- [Texto del documento]

Intenté llamar a mis hijos a Sevilla, más que nada para comprobar si era una mala pesadilla lo que me estaba pasando o si era una triste realidad a la que no sabía poner nombre. Todas las formas de acceder a las nuevas tecnologías estaban cortadas. Ni una señal en los teléfonos móviles. Me fui directo al ordenador para conectarme con ellos, pero ni siquiera el ordenador iniciaba su programa de arranque. Me empezó a llover el miedo de si tenía o no comida guardada. Fui al supermercado próximo y amigo y me encontré en su linea de cajas con cerca de docientos empleados que no miraban a los ojos, sino a alguna nube que yo no pude intuir en aquel sótano. Muerto de miedo, me encaminé al céntrico cuartel de la Guardia Civil, y todos estaban en la puerta con la misma expresión, cual si sus hombres, o números, como así le llaman, fuesen una calcomanía de lo ya vivido. En verdad, en ese momento sí que me entró el espanto. La ciudad estaba muerta. O, quizás, más viva que nunca. La sociedad, me pareció, había tomado una global forma de poner su especial cara al Poder: la de no enfrentarse a él de forma violenta, partidismos y banderas, sólo con el silencio más sepulcral que uno pueda imaginarse, la de aniquilarlo con una puñalada de auténtico silencio.

Tal vez era sólo yo quien deambula por las calles, con los ojos abiertos de par en par, deseando de que alguien me invitase a ponerme a su lado. Pero todos formaban una legión de estatuas solemnes, como las de Bernini o Mercadante de Bretaña. Opté por ampararme bajo la gran copa de un castaño de indias, en el que no trinaba ni un solo pájaro y en el que parecían carecer de alas las chicharras. Creía que todo era una puesta en escena de la que yo no me había enterado, el rodaje de una película del aventurero Steven Spielberg. Pero ni una sola cámara, ni extras en la cola de ningún plató, ni ayudantes, maquilladores, productores y estilistas. Nadie. El único plató era el las calles vacías, preñadas sólo de estatuas humanas que miraban al más próximo horizonte.

Me pregunté por mis adentros y dije: -Ya van a aparecer los tanques como por las calles de Valencia en el golpe de Tejero. Nada, sólo silencio, mudez espantosa. Estaba muerto, pero de miedo, de algo que me sobrepasaba, que no había vivido jamás, quizás como nuestros padres viviesen por primera vez el rugido de los aviones sobre las azoteas de sus casas en la incivil guerra. Me invadió la tristeza más absoluta y en verdad que deseaba esa muerte pronta que piden los que ya saben que nadie ni nada puede salvarles.

De pronto, como un milagro, bajo la sombra del árbol acogedor, pude observar a personas nerviosas con trajes caros y de estilo -la mayoría de Boss y Zegna- que salían tímidamente de sus cuevas, de sus despachos de atractivo y pulido nogal, queriendo tirar de aquellas personas inamovibles, rogándoles que volvieran a sus puestos y prometiéndoles que les pagarían lo que ellos quisieran. Nadie se movía de entre la prieta masa, mientras que ellos, como unos pordioseros, seguían insistiendo en su afán. De pronto, como si una vara mágica hubiese aparecido en el Universo, todas las grandes concentraciones desaparecieron. No había nadie en las puertas de ningún edificio. Se habían disipado en el espacio. Sólo quedaban aquellos ricos hombres que ya no tenían la posibilidad de mandar a nadie, de que nadie los temiera ni les obedeciera por un mínimo jornal. Lloraban como desesperados, sabiendo que a partir de ahora ellos iban a convertirse en auténticos esclavos.

- [Filas mostradas]
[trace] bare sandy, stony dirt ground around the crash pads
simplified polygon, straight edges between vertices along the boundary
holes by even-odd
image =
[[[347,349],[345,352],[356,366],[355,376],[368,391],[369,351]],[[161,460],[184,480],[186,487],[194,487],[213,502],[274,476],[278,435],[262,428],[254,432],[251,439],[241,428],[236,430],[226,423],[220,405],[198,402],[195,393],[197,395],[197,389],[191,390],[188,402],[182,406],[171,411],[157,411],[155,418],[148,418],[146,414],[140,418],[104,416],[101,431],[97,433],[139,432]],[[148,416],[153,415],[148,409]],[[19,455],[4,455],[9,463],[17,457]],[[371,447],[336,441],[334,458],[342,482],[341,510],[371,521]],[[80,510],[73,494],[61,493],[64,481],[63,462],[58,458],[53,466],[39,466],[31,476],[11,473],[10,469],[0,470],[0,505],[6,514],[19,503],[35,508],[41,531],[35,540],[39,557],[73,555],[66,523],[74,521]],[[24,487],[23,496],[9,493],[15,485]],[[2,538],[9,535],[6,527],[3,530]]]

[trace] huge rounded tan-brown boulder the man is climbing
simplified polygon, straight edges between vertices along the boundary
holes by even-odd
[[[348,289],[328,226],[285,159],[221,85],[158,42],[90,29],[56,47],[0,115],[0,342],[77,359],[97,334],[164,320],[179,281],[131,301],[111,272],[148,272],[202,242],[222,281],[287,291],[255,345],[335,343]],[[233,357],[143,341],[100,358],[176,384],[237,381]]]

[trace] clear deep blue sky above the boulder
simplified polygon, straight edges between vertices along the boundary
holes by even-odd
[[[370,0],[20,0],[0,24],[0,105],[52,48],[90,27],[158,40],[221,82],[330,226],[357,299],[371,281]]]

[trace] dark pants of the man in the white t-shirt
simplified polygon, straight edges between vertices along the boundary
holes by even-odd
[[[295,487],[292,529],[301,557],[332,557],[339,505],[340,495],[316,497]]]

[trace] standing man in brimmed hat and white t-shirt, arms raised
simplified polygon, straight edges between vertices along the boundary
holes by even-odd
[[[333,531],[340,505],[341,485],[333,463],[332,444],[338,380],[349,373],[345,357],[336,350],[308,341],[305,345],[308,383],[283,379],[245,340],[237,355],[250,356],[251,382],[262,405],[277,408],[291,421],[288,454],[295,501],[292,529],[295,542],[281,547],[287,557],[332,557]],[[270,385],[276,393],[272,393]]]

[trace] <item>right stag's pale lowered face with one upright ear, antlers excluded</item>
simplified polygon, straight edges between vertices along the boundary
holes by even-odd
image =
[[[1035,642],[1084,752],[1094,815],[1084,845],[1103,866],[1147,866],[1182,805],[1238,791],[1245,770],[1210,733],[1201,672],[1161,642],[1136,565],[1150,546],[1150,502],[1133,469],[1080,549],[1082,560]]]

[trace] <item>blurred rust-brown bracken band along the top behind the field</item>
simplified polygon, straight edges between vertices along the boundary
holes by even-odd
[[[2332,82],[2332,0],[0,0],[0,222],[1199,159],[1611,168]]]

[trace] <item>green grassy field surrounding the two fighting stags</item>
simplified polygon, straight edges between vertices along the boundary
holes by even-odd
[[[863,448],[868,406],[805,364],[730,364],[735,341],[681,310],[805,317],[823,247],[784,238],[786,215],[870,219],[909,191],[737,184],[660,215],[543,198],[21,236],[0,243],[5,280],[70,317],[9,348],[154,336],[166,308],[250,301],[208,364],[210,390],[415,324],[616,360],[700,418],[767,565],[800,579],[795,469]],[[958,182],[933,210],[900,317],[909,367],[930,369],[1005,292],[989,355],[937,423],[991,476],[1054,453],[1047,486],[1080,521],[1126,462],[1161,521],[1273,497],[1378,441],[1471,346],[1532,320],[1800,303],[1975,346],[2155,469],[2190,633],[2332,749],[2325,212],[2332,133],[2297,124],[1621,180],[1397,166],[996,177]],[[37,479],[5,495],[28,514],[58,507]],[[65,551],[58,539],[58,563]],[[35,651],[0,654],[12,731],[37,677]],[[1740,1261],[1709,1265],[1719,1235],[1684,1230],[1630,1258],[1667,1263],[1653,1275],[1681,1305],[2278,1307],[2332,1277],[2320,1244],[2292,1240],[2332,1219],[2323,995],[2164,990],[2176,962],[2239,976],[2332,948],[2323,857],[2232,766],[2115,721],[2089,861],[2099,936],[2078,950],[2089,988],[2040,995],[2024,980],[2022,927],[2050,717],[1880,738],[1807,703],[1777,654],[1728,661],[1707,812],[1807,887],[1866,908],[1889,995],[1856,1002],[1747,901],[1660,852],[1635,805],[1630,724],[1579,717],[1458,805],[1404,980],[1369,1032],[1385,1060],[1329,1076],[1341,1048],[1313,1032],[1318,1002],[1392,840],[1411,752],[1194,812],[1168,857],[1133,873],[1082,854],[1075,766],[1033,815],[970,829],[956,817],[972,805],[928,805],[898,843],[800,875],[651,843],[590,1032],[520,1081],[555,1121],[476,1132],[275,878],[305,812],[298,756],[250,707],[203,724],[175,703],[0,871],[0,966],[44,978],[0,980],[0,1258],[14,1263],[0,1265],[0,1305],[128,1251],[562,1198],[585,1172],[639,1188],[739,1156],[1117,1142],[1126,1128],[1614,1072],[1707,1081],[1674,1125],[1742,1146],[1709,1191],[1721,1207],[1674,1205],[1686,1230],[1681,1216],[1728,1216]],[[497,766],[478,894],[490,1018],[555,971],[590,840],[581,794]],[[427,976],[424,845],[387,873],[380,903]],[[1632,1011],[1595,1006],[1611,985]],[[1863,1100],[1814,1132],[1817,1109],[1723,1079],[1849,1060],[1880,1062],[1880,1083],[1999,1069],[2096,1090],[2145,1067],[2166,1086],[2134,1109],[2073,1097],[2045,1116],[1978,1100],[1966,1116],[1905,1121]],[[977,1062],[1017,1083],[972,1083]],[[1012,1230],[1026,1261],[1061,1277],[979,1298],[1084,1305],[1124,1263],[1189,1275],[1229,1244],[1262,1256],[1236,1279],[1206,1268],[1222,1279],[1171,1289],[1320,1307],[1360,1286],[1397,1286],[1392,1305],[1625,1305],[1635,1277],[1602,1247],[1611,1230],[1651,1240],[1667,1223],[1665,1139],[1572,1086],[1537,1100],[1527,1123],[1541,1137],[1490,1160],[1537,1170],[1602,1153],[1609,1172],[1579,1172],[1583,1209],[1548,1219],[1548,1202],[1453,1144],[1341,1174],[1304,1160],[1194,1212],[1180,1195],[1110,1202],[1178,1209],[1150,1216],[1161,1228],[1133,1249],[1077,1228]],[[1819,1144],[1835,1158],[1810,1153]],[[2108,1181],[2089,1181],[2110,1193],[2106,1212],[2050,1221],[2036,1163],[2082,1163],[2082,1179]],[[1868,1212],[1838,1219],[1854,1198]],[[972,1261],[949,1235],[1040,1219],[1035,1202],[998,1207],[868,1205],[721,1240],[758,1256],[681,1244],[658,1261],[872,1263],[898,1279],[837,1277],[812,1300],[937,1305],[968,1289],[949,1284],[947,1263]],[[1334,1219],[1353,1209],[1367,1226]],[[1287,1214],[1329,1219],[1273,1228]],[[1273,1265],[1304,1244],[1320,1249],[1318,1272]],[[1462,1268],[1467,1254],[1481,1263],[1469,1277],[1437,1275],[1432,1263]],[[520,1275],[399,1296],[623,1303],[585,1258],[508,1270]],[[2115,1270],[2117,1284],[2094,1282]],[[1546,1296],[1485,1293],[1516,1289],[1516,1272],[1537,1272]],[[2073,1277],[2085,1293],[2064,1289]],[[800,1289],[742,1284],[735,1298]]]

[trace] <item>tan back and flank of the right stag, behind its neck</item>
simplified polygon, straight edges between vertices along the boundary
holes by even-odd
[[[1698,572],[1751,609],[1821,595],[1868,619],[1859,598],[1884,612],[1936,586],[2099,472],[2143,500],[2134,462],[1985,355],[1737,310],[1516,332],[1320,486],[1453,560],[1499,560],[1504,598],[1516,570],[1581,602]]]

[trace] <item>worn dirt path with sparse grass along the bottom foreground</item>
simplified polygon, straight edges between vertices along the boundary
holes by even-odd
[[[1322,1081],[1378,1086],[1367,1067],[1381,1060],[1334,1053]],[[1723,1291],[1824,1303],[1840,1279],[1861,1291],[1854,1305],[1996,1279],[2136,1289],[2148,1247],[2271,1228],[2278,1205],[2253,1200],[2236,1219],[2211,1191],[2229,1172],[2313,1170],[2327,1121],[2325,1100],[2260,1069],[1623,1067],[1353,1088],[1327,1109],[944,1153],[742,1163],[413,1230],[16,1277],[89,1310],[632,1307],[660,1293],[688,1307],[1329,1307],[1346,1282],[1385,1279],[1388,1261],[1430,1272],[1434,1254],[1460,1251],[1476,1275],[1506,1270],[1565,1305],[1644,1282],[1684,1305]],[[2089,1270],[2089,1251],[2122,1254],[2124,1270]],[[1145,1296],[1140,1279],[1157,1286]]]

- [Consigna] En el texto del documento, ¿bajo qué árbol se ampara quien narra mientras recorre las calles vacías?

- [Resultado del ejercicio] Bajo la gran copa de un castaño de indias.